[Stored records]
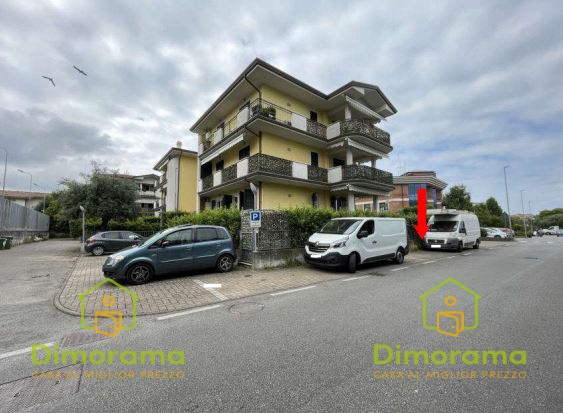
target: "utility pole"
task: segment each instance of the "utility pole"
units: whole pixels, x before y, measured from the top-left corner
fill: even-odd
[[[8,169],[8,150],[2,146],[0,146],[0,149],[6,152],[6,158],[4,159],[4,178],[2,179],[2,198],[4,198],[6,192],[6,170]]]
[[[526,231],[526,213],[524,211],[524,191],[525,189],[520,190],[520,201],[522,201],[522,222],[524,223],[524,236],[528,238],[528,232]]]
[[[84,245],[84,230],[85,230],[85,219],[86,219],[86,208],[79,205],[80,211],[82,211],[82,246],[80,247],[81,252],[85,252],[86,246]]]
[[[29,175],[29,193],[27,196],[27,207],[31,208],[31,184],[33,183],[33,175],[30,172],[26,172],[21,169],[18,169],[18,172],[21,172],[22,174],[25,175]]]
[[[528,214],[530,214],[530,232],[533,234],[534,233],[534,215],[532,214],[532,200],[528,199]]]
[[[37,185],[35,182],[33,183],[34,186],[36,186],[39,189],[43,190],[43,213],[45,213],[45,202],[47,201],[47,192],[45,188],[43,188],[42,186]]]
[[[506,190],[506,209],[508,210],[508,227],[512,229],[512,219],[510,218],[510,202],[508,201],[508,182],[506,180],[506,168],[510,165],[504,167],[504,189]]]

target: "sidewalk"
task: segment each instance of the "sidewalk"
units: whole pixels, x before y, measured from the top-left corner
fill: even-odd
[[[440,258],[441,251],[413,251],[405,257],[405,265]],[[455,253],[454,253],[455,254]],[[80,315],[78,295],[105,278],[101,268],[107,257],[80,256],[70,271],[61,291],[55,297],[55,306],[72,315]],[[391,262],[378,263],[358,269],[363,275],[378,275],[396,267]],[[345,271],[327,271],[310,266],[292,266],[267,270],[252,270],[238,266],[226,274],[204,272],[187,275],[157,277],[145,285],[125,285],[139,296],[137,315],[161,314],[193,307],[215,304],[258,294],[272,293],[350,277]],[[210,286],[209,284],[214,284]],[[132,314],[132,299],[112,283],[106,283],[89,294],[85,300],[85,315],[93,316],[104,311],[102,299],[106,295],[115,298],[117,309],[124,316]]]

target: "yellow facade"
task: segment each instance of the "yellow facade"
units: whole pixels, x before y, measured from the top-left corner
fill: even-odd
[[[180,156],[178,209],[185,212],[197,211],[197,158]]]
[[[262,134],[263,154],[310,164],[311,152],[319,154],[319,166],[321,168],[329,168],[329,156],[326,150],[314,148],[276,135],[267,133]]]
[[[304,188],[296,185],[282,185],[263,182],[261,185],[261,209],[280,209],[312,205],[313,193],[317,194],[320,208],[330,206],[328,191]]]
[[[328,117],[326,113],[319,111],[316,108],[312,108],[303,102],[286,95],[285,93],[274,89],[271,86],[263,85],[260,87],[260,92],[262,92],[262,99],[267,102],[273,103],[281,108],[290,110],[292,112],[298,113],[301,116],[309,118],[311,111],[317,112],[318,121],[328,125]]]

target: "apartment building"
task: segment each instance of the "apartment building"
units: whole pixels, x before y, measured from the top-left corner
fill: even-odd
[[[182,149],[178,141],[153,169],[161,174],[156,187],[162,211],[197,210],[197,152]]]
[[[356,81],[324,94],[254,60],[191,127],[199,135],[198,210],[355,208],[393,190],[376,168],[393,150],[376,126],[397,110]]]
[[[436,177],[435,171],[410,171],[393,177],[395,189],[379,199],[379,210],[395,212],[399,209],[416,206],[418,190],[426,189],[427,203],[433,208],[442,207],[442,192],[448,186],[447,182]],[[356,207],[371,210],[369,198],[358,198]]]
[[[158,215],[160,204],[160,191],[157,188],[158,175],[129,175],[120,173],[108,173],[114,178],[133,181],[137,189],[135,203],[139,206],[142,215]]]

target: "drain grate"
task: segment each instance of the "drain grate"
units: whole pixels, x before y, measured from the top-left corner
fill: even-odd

§ **What this task involves**
A verbatim copy of every record is required, with all pictures excluded.

§ **Final answer**
target: "utility pole"
task: segment each instance of the "utility pole"
units: whole pixels, x before y, measured from the top-left corner
fill: even-odd
[[[8,169],[8,150],[2,146],[0,146],[0,149],[6,152],[6,158],[4,159],[4,178],[2,179],[2,198],[4,198],[6,192],[6,170]]]
[[[526,231],[526,213],[524,211],[524,191],[525,189],[520,190],[520,201],[522,201],[522,222],[524,223],[524,236],[528,238],[528,232]]]
[[[84,245],[84,230],[85,230],[85,219],[86,219],[86,208],[79,205],[80,211],[82,211],[82,246],[80,247],[81,252],[85,252],[86,246]]]
[[[29,175],[29,193],[27,196],[27,207],[31,208],[31,184],[33,183],[33,175],[30,172],[26,172],[21,169],[18,169],[18,172],[21,172],[22,174],[25,175]]]
[[[528,214],[530,214],[530,232],[533,234],[534,233],[534,215],[532,214],[532,200],[528,199]]]
[[[37,185],[35,182],[33,183],[34,186],[36,186],[39,189],[43,190],[43,213],[45,213],[45,202],[47,201],[47,192],[45,188],[43,188],[42,186]]]
[[[506,190],[506,209],[508,210],[508,227],[512,229],[512,219],[510,218],[510,202],[508,201],[508,182],[506,180],[506,168],[510,165],[504,167],[504,189]]]

target: "sidewalk"
task: segment each instance of the "sidewalk"
units: whole pixels, x before y, measured from the top-left corner
fill: even-odd
[[[440,258],[441,251],[413,251],[405,257],[405,265]],[[455,253],[454,253],[455,254]],[[80,315],[78,295],[105,278],[101,268],[107,257],[80,256],[70,271],[61,291],[55,297],[55,306],[72,315]],[[391,262],[378,263],[358,269],[363,275],[378,275],[396,267]],[[345,271],[327,271],[310,266],[292,266],[267,270],[252,270],[238,266],[226,274],[204,272],[187,275],[157,277],[145,285],[125,285],[139,296],[137,315],[161,314],[193,307],[215,304],[258,294],[272,293],[350,277]],[[210,286],[209,284],[214,284]],[[132,314],[132,299],[112,283],[106,283],[89,294],[85,300],[85,315],[93,316],[104,311],[102,299],[106,295],[115,298],[117,309],[124,316]]]

target: "yellow facade"
task: segment each instance of the "yellow facade"
units: whole pixels, x before y, measured from the top-left corner
fill: even-odd
[[[180,156],[178,209],[185,212],[197,211],[197,158]]]
[[[262,134],[263,154],[310,164],[311,152],[319,154],[319,166],[321,168],[329,168],[329,156],[326,150],[314,148],[276,135],[267,133]]]
[[[304,188],[296,185],[282,185],[263,182],[261,185],[261,209],[280,209],[312,205],[313,193],[317,194],[320,208],[330,206],[328,191]]]
[[[328,117],[326,113],[319,111],[316,108],[312,108],[303,102],[286,95],[285,93],[274,89],[271,86],[263,85],[260,87],[260,92],[262,92],[262,99],[267,102],[273,103],[281,108],[290,110],[292,112],[298,113],[301,116],[309,118],[311,111],[317,112],[318,121],[328,125]]]

target: "apartment building"
task: segment each instance of the "apartment building"
units: whole pixels, x before y, measured from the top-left corner
fill: even-odd
[[[182,149],[178,141],[153,169],[161,174],[156,187],[162,211],[197,210],[197,152]]]
[[[356,81],[324,94],[254,60],[191,127],[199,135],[198,210],[355,208],[393,190],[376,168],[393,150],[376,126],[397,110]]]
[[[436,177],[435,171],[410,171],[393,177],[395,189],[379,199],[379,210],[395,212],[399,209],[416,206],[418,190],[426,189],[427,203],[433,208],[442,207],[442,192],[448,186],[447,182]],[[356,207],[371,210],[369,198],[358,198]]]
[[[158,215],[160,204],[160,191],[157,188],[158,175],[129,175],[120,173],[108,173],[114,178],[133,181],[137,189],[135,203],[139,206],[142,215]]]

target: "drain grate"
task: segment each instance of the "drain grate"
units: whole pixels, x before y, measured from the top-left corner
fill: even-odd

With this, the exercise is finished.